>> START

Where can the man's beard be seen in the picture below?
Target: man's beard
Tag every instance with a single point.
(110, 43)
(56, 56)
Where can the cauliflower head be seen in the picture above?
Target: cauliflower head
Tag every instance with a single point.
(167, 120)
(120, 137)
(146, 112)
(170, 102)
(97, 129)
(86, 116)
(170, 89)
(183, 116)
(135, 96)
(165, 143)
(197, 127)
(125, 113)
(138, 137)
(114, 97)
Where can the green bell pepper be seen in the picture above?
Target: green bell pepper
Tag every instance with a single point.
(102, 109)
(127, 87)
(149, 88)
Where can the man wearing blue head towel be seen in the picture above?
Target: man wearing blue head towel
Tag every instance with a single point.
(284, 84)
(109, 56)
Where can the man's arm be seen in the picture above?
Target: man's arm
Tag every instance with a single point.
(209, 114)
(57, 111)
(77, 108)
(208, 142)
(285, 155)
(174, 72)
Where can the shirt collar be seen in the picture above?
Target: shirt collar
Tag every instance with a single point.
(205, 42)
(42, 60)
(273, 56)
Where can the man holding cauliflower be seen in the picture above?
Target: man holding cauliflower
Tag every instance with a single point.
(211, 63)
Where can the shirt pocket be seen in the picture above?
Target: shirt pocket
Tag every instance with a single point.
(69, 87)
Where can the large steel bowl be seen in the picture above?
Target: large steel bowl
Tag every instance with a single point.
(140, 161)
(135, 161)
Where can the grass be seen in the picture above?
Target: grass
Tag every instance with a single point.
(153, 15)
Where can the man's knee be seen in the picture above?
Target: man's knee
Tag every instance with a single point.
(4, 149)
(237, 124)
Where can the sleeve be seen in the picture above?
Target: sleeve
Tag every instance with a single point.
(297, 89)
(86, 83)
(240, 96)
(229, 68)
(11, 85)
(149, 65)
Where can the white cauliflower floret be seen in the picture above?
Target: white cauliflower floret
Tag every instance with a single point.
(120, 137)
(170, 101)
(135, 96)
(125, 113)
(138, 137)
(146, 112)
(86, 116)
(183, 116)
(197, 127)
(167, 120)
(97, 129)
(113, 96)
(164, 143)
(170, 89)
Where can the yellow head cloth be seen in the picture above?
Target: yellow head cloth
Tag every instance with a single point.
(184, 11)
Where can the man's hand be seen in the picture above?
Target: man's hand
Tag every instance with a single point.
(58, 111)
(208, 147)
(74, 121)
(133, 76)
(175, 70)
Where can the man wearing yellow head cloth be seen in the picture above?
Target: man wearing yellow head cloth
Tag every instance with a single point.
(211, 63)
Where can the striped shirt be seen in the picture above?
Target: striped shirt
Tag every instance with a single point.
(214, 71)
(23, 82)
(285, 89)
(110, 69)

>> END
>> START

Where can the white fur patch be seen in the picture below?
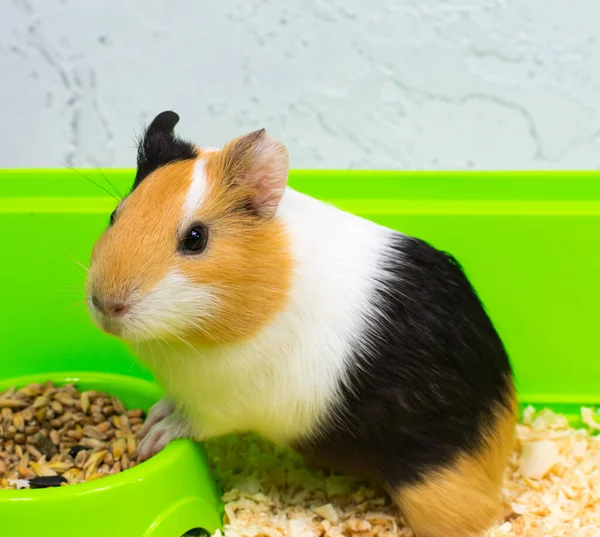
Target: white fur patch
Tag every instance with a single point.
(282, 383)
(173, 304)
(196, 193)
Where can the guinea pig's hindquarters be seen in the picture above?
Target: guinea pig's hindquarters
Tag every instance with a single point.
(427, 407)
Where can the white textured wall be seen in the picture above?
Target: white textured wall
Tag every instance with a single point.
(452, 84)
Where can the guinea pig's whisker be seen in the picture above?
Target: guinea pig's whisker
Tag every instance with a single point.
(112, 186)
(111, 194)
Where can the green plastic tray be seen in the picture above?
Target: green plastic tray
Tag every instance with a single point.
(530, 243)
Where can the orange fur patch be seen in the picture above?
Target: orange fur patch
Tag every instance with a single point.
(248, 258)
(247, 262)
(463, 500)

>> END
>> START

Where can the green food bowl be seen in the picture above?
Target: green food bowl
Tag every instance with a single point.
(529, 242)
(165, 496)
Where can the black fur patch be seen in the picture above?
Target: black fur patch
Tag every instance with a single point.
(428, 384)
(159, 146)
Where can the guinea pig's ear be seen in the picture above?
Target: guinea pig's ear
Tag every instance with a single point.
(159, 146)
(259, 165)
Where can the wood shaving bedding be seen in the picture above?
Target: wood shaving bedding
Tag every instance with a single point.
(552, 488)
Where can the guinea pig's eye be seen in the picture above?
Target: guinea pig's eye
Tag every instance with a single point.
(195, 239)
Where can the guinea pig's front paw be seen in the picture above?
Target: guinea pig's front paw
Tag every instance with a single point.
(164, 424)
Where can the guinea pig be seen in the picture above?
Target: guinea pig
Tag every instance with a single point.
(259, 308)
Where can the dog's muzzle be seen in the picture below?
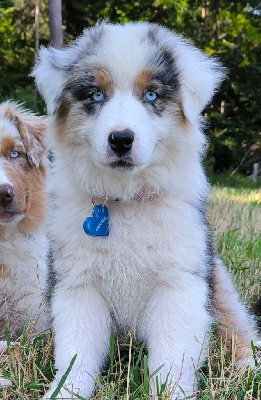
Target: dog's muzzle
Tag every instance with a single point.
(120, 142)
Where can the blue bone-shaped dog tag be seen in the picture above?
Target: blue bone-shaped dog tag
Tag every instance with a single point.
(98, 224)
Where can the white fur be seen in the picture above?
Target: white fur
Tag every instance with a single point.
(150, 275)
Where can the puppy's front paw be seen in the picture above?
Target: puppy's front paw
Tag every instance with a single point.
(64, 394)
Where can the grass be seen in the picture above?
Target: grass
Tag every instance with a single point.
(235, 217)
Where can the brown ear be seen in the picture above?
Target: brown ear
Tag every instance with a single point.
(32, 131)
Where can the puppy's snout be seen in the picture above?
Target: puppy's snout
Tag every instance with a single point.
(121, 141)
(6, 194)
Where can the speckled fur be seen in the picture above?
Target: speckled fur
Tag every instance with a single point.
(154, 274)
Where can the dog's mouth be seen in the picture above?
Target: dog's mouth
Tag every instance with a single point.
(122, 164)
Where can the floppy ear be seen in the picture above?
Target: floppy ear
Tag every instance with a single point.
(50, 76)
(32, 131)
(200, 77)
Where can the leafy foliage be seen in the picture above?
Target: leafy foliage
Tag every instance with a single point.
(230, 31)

>> END

What you have to do
Locate every line in the items above that contains the word "wearing", and copy each such line.

Task answer
Where can the man wearing blue head towel be seen in the picture above?
Target: man wearing blue head towel
Where can the man wearing yellow head cloth be seen in the picture above?
Target: man wearing yellow head cloth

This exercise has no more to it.